Goal
Render every line of the material below as a JSON array of strings, one string per line, omitting blank lines.

Data listing
—————
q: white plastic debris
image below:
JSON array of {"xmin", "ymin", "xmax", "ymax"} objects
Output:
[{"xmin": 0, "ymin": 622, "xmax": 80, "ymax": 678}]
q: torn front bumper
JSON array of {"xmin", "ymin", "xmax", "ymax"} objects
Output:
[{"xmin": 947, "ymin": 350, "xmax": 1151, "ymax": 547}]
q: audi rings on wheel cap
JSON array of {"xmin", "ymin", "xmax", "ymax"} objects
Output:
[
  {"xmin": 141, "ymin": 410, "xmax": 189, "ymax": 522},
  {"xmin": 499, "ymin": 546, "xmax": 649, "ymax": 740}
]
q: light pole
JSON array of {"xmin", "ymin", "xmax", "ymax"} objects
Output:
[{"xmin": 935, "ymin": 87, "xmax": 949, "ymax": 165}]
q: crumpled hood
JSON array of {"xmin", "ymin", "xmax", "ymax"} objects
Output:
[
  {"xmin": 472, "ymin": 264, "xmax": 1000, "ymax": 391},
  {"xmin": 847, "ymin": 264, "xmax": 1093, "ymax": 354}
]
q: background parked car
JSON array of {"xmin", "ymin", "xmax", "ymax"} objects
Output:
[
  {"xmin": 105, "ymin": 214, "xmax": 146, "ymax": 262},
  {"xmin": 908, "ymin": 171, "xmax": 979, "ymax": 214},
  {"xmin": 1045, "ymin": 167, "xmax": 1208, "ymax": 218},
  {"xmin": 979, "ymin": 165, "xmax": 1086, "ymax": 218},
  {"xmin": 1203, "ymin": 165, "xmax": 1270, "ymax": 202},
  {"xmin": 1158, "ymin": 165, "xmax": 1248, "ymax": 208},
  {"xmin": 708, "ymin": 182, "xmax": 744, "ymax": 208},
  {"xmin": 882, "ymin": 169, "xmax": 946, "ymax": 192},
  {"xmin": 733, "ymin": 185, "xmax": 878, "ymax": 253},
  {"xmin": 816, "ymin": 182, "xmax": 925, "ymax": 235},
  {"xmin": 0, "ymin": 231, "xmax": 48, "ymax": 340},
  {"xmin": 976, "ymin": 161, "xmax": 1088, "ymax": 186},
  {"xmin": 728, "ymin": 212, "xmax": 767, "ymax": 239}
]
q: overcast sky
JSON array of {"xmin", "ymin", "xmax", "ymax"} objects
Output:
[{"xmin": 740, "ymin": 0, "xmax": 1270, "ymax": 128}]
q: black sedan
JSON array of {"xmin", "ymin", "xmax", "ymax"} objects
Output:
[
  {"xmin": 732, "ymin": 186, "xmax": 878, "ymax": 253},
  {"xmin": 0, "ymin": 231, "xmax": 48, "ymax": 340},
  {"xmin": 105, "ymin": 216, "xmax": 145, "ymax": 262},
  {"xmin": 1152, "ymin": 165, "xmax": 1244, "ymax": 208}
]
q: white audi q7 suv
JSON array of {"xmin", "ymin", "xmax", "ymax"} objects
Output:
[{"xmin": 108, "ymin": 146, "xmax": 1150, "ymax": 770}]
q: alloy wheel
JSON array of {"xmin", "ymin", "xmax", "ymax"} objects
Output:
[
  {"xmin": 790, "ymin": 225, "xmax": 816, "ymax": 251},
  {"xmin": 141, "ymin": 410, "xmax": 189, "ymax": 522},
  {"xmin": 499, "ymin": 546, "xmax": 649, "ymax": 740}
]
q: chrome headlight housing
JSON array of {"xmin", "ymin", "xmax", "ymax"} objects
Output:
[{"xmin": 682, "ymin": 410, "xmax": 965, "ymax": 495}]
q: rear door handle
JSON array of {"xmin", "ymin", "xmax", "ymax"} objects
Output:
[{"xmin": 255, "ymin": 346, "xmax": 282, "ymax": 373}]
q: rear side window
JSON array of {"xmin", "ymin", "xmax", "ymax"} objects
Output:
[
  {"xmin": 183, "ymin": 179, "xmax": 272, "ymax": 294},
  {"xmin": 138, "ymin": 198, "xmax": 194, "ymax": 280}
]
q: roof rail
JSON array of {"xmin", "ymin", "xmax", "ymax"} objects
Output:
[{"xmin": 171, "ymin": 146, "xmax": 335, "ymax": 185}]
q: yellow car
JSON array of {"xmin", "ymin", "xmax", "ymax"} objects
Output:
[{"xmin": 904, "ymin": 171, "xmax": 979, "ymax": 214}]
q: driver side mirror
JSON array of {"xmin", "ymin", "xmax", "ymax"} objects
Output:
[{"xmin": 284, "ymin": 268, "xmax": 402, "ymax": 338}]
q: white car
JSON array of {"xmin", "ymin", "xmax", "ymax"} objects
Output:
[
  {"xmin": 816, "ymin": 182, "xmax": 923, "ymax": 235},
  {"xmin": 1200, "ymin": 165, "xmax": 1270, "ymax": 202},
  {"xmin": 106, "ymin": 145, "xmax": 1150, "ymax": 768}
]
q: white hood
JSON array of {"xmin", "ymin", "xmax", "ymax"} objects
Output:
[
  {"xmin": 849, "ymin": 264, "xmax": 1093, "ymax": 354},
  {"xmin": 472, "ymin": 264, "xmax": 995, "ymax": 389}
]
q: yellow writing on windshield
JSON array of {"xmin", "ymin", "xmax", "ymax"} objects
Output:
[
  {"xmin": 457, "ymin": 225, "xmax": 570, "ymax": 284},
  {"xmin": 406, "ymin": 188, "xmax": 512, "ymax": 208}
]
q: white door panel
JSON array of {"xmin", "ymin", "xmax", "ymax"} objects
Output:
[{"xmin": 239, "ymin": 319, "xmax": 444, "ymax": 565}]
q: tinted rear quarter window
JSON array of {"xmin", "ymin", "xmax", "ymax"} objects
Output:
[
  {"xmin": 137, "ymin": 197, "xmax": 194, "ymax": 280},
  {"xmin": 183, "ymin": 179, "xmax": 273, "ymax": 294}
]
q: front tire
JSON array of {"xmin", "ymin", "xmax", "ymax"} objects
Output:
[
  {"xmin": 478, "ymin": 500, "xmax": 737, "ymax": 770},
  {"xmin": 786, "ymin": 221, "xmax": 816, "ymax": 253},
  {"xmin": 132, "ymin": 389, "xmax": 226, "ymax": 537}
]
—————
Solution below
[
  "q: white plastic debris",
  "image below:",
  "JSON array of {\"xmin\", \"ymin\", \"xmax\", \"ymax\"} objects",
  "Output:",
  "[{\"xmin\": 0, \"ymin\": 622, \"xmax\": 80, \"ymax\": 678}]",
  "q: torn front bumper",
  "JSON array of {\"xmin\", \"ymin\", \"xmax\", \"ymax\"} objects",
  "Output:",
  "[{\"xmin\": 947, \"ymin\": 350, \"xmax\": 1151, \"ymax\": 547}]",
  "q: audi rings on wheel cap",
  "JSON array of {\"xmin\", \"ymin\", \"xmax\", \"ymax\"} objects",
  "Output:",
  "[",
  "  {\"xmin\": 141, \"ymin\": 410, \"xmax\": 189, \"ymax\": 522},",
  "  {\"xmin\": 499, \"ymin\": 546, \"xmax\": 649, \"ymax\": 740}",
  "]",
  "q: light pole",
  "JSON array of {\"xmin\", \"ymin\", \"xmax\", \"ymax\"} objects",
  "Output:",
  "[{\"xmin\": 935, \"ymin\": 87, \"xmax\": 949, \"ymax\": 165}]",
  "q: crumpled hood",
  "JSON array of {\"xmin\", \"ymin\", \"xmax\", \"ymax\"} objects",
  "Output:",
  "[",
  "  {\"xmin\": 472, \"ymin\": 264, \"xmax\": 1000, \"ymax\": 391},",
  "  {\"xmin\": 847, \"ymin\": 264, \"xmax\": 1093, \"ymax\": 354}",
  "]",
  "q: background parked car",
  "JSON array of {\"xmin\", \"ymin\", \"xmax\", \"ymax\"} objects",
  "Output:",
  "[",
  "  {\"xmin\": 105, \"ymin\": 214, \"xmax\": 146, \"ymax\": 262},",
  "  {\"xmin\": 908, \"ymin\": 171, \"xmax\": 979, \"ymax\": 214},",
  "  {\"xmin\": 1045, \"ymin\": 167, \"xmax\": 1208, \"ymax\": 218},",
  "  {\"xmin\": 979, \"ymin\": 165, \"xmax\": 1086, \"ymax\": 218},",
  "  {\"xmin\": 1203, \"ymin\": 165, \"xmax\": 1270, \"ymax\": 202},",
  "  {\"xmin\": 1158, \"ymin\": 165, \"xmax\": 1248, \"ymax\": 208},",
  "  {\"xmin\": 708, \"ymin\": 182, \"xmax\": 744, \"ymax\": 208},",
  "  {\"xmin\": 882, \"ymin\": 169, \"xmax\": 946, \"ymax\": 192},",
  "  {\"xmin\": 733, \"ymin\": 185, \"xmax\": 878, \"ymax\": 253},",
  "  {\"xmin\": 816, \"ymin\": 182, \"xmax\": 925, \"ymax\": 235},",
  "  {\"xmin\": 0, \"ymin\": 231, \"xmax\": 48, \"ymax\": 340},",
  "  {\"xmin\": 976, \"ymin\": 161, \"xmax\": 1088, \"ymax\": 186},",
  "  {\"xmin\": 728, \"ymin\": 212, \"xmax\": 767, \"ymax\": 239}",
  "]",
  "q: overcast sky",
  "JSON array of {\"xmin\", \"ymin\", \"xmax\", \"ymax\"} objects",
  "Output:",
  "[{\"xmin\": 740, \"ymin\": 0, \"xmax\": 1270, \"ymax\": 128}]",
  "q: black sedan",
  "JSON array of {\"xmin\", \"ymin\", \"xmax\", \"ymax\"} objects",
  "Output:",
  "[",
  "  {\"xmin\": 732, \"ymin\": 186, \"xmax\": 878, \"ymax\": 253},",
  "  {\"xmin\": 0, \"ymin\": 231, \"xmax\": 48, \"ymax\": 340},",
  "  {\"xmin\": 105, \"ymin\": 216, \"xmax\": 145, \"ymax\": 262},",
  "  {\"xmin\": 1152, \"ymin\": 165, \"xmax\": 1244, \"ymax\": 208}",
  "]",
  "q: white audi q7 suv",
  "JSON array of {\"xmin\", \"ymin\", \"xmax\", \"ymax\"} objects",
  "Output:",
  "[{\"xmin\": 108, \"ymin\": 146, \"xmax\": 1150, \"ymax\": 770}]",
  "q: alloy wheel",
  "JSON array of {\"xmin\", \"ymin\", \"xmax\", \"ymax\"} objects",
  "Output:",
  "[",
  "  {\"xmin\": 790, \"ymin\": 225, \"xmax\": 816, \"ymax\": 251},",
  "  {\"xmin\": 141, \"ymin\": 410, \"xmax\": 189, \"ymax\": 522},",
  "  {\"xmin\": 499, \"ymin\": 546, \"xmax\": 649, \"ymax\": 740}",
  "]",
  "q: chrome headlight housing",
  "JSON array of {\"xmin\", \"ymin\", \"xmax\", \"ymax\"} objects",
  "Output:",
  "[{\"xmin\": 682, \"ymin\": 410, \"xmax\": 965, \"ymax\": 495}]",
  "q: rear door handle",
  "JSON array of {\"xmin\", \"ymin\", \"xmax\", \"ymax\"} objects",
  "Output:",
  "[{\"xmin\": 255, \"ymin\": 346, \"xmax\": 282, \"ymax\": 373}]",
  "q: rear side window",
  "JSON array of {\"xmin\", \"ymin\", \"xmax\", \"ymax\"} objects",
  "Output:",
  "[",
  "  {\"xmin\": 183, \"ymin\": 179, \"xmax\": 272, \"ymax\": 294},",
  "  {\"xmin\": 138, \"ymin\": 198, \"xmax\": 194, \"ymax\": 280}",
  "]",
  "q: roof rail",
  "JSON array of {\"xmin\", \"ymin\", \"xmax\", \"ymax\"} objects",
  "Output:",
  "[{\"xmin\": 171, \"ymin\": 146, \"xmax\": 335, \"ymax\": 185}]",
  "q: yellow car",
  "JSON array of {\"xmin\", \"ymin\", \"xmax\", \"ymax\"} objects",
  "Output:",
  "[{\"xmin\": 904, \"ymin\": 171, \"xmax\": 979, \"ymax\": 214}]",
  "q: driver side mirror",
  "JSON array of {\"xmin\", \"ymin\", \"xmax\", \"ymax\"} objects",
  "Output:",
  "[{\"xmin\": 284, \"ymin\": 268, \"xmax\": 402, \"ymax\": 338}]",
  "q: white car",
  "JSON array of {\"xmin\", \"ymin\", \"xmax\", \"ymax\"} objects",
  "Output:",
  "[",
  "  {\"xmin\": 816, \"ymin\": 182, \"xmax\": 923, \"ymax\": 235},",
  "  {\"xmin\": 1200, \"ymin\": 165, \"xmax\": 1270, \"ymax\": 202},",
  "  {\"xmin\": 106, \"ymin\": 145, \"xmax\": 1150, \"ymax\": 768}",
  "]",
  "q: white hood",
  "JSON array of {\"xmin\", \"ymin\", \"xmax\", \"ymax\"} objects",
  "Output:",
  "[",
  "  {\"xmin\": 849, \"ymin\": 264, \"xmax\": 1093, \"ymax\": 354},",
  "  {\"xmin\": 472, \"ymin\": 264, \"xmax\": 995, \"ymax\": 389}",
  "]",
  "q: yellow writing on windshield",
  "JSON array of {\"xmin\", \"ymin\", \"xmax\", \"ymax\"} objects",
  "Output:",
  "[",
  "  {\"xmin\": 457, \"ymin\": 225, \"xmax\": 570, \"ymax\": 284},",
  "  {\"xmin\": 406, \"ymin\": 188, \"xmax\": 512, \"ymax\": 208}",
  "]",
  "q: white door panel",
  "JSON array of {\"xmin\", \"ymin\", \"xmax\", \"ymax\"} objects",
  "Output:",
  "[{\"xmin\": 239, \"ymin\": 319, \"xmax\": 444, \"ymax\": 565}]",
  "q: tinted rear quarter window",
  "JSON array of {\"xmin\", \"ymin\", \"xmax\", \"ymax\"} objects",
  "Output:",
  "[",
  "  {\"xmin\": 137, \"ymin\": 197, \"xmax\": 194, \"ymax\": 280},",
  "  {\"xmin\": 183, \"ymin\": 179, \"xmax\": 273, \"ymax\": 294}",
  "]",
  "q: front tire",
  "JSON array of {\"xmin\", \"ymin\", \"xmax\", \"ymax\"} objects",
  "Output:",
  "[",
  "  {\"xmin\": 478, \"ymin\": 500, \"xmax\": 737, \"ymax\": 770},",
  "  {\"xmin\": 786, \"ymin\": 221, \"xmax\": 816, \"ymax\": 253},",
  "  {\"xmin\": 132, \"ymin\": 389, \"xmax\": 226, \"ymax\": 537}",
  "]"
]